Auftrag a: Gib bitte die Datensätze von der Zeile mit "You are given a photograph. Locate the sky" bis einschließlich der letzten Zeile der Datensätze vollständig noch einmal aus. Verschiebe dabei jede Koordinate in den Antworten um 22, indem du zu jedem x- und y-Wert 22 addierst, und gib nur diese Zeilen aus.

Lesetext:

+===+

Gesagt, getan. Da wir uns aber immerhin bei "Breaking Bad" befinden, läuft nicht alles wie am Schnürchen und sie stoßen bei ihrem nächtlichen Einbruch auf einen Nachtwächter, den sie im DIXI-Klo einsperren, als dieser gerade sein Geschäft verrichtet, und finden lediglich große und schrecklich unhandliche Fässer mit der benötigten Zutat, was den Transport entsprechend erschwert. Als ihnen der (durchaus amüsante) Diebstahl gelingt und man sich als Zuschauer fragen muss, ob diese geringe Anzahl an Problemen, die Walter und Jesse bei ihrer nächtlichen Unternehmung hatten, nicht ungewöhnlich für diese Serie ist, wird in der unmittelbar darauf folgenden Szene jedoch bestätigt, warum man dieses Misstrauen hatte und es kommt zum nächsten Missgeschick: Der Wohnwagen, mit dem die beiden aufbrechen und anschließend das Meth zubereiten möchten, springt nicht an. Da sie nun aber unter großem Zeitdruck stehen, bleibt ihnen nichts anderes übrig als woanders zu kochen. Was kommt also eher in Frage als Jesses Haus, das ohnehin zum Verkauf angeboten wird? Die Idee ist gut, leider spielt die telefonisch nicht erreichbare Maklerin hier nicht mit, als sie Interessenten während des Kochvorgangs der beiden durch das Haus schleust. In Momenten wie diesen stellt man sich als Zuschauer durchaus die Frage, ob das viele Pech, das Jesse und Walter trifft, sich noch im realistischen Rahmen befindet oder es vielleicht sogar ungewöhnlich ist, dass derart Vieles gut geht und nur all die Dinge, die durch einen gewissen Aufwand gelöst werden können, für kurze Zeit den beiden im Weg stehen. So oder so sorgen derartige Situationen für einen rapiden Spannungsanstieg, der der Episode sicherlich gut tut.

Am Ende geht dann wie bisher auch doch alles irgendwie gut und man kann Tuco die vereinbarte Menge an Meth überreichen. Als Tuco einen seiner Untergebenen jedoch mal so eben zu Brei schlägt und tötet, weil dieser seinerseits eine Anmerkung gegenüber Walter und Jesse äußerte und damit Tuco das Rampenlicht stiehlt, bestätigen sich jedoch die bösen Vorahnungen, die ein Charakter wie Tuco zwangsläufig herbei beschwört. Tuco ist der personifizierte Wahnsinn und Walter wie Jesse haben künftig vermehrt mit ihm zu tun und sind auf dessen Wohlwollen und Geld angewiesen. Wahrscheinlich wäre hier selbst der Pakt mit dem Teufel himself attraktiver gewesen... In jedem Fall darf man gespannt sein, wie sich diese Storyline in der zweiten Staffel entwickelt und ob es den beiden gelingt, auf der einen Seite ihr Geschäft weiter zu erweitern und auf der anderen Seite dies möglichst selbstbestimmt zu tun, um nicht von der Tagesform eines Soziopathen wie Tuco abhängig zu sein.

"Friggin' meth used to be legal. Thank god they came to their senses on that one, huh?"

+===+

Datensätze:
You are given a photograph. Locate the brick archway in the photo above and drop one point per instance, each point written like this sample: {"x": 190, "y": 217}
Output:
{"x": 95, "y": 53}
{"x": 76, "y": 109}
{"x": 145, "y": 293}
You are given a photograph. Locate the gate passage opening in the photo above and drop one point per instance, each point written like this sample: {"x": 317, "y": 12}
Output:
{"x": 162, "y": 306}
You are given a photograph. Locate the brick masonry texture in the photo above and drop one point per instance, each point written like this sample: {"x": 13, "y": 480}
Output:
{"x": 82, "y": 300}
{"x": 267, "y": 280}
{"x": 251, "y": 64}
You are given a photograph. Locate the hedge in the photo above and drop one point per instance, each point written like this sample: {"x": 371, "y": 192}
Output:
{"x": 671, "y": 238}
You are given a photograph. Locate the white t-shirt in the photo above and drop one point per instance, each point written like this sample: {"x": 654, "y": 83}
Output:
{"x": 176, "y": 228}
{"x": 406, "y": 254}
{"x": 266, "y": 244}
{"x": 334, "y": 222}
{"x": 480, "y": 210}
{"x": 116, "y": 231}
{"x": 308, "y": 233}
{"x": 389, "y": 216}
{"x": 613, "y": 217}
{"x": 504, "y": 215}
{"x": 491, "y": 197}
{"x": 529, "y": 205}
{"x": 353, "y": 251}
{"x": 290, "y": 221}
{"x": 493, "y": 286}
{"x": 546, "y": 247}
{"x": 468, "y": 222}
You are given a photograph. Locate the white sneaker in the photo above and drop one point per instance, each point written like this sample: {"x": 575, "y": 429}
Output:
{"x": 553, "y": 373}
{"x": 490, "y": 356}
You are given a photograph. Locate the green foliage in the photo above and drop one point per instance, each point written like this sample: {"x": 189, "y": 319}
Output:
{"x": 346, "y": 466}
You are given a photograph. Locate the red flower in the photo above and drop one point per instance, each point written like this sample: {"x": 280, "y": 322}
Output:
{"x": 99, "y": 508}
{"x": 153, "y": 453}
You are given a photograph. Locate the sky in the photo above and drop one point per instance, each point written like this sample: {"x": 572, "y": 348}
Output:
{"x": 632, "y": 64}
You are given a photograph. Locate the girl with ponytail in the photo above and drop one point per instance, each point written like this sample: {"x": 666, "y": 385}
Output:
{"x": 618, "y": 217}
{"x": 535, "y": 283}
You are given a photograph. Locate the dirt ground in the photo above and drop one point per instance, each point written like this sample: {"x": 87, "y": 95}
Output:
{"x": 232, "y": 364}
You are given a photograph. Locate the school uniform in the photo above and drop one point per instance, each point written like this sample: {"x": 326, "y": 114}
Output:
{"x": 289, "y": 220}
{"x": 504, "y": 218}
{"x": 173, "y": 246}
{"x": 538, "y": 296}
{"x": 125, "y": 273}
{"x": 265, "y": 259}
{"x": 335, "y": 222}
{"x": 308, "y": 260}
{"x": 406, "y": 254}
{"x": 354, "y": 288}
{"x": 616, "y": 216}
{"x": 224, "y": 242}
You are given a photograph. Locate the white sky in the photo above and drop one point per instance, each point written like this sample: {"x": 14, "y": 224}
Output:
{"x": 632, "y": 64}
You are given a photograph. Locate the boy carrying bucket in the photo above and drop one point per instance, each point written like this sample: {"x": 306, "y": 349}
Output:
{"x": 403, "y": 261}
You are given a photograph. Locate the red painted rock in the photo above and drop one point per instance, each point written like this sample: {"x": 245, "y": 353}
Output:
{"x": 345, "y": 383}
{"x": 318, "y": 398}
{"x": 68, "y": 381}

+===+

Auftrag b: Wo kochen Walter und Jesse laut der Besprechung zu „Breaking Bad“, nachdem der Wohnwagen nicht anspringt?

Übungsergebnis a:
You are given a photograph. Locate the sky in the photo above and drop one point per instance, each point written like this sample: {"x": 572, "y": 348}
Output:
{"x": 654, "y": 86}
You are given a photograph. Locate the girl with ponytail in the photo above and drop one point per instance, each point written like this sample: {"x": 666, "y": 385}
Output:
{"x": 640, "y": 239}
{"x": 557, "y": 305}
You are given a photograph. Locate the dirt ground in the photo above and drop one point per instance, each point written like this sample: {"x": 87, "y": 95}
Output:
{"x": 254, "y": 386}
You are given a photograph. Locate the school uniform in the photo above and drop one point per instance, each point written like this sample: {"x": 326, "y": 114}
Output:
{"x": 311, "y": 242}
{"x": 526, "y": 240}
{"x": 195, "y": 268}
{"x": 560, "y": 318}
{"x": 147, "y": 295}
{"x": 287, "y": 281}
{"x": 357, "y": 244}
{"x": 330, "y": 282}
{"x": 428, "y": 276}
{"x": 376, "y": 310}
{"x": 638, "y": 238}
{"x": 246, "y": 264}
You are given a photograph. Locate the white sky in the photo above and drop one point per instance, each point written like this sample: {"x": 14, "y": 224}
Output:
{"x": 654, "y": 86}
You are given a photograph. Locate the boy carrying bucket in the photo above and drop one point per instance, each point written like this sample: {"x": 306, "y": 349}
Output:
{"x": 425, "y": 283}
You are given a photograph. Locate the red painted rock in the photo above and drop one point per instance, each point written like this sample: {"x": 245, "y": 353}
Output:
{"x": 367, "y": 405}
{"x": 340, "y": 420}
{"x": 90, "y": 403}

Übungsergebnis b: In Jesses Haus, das ohnehin zum Verkauf angeboten wird.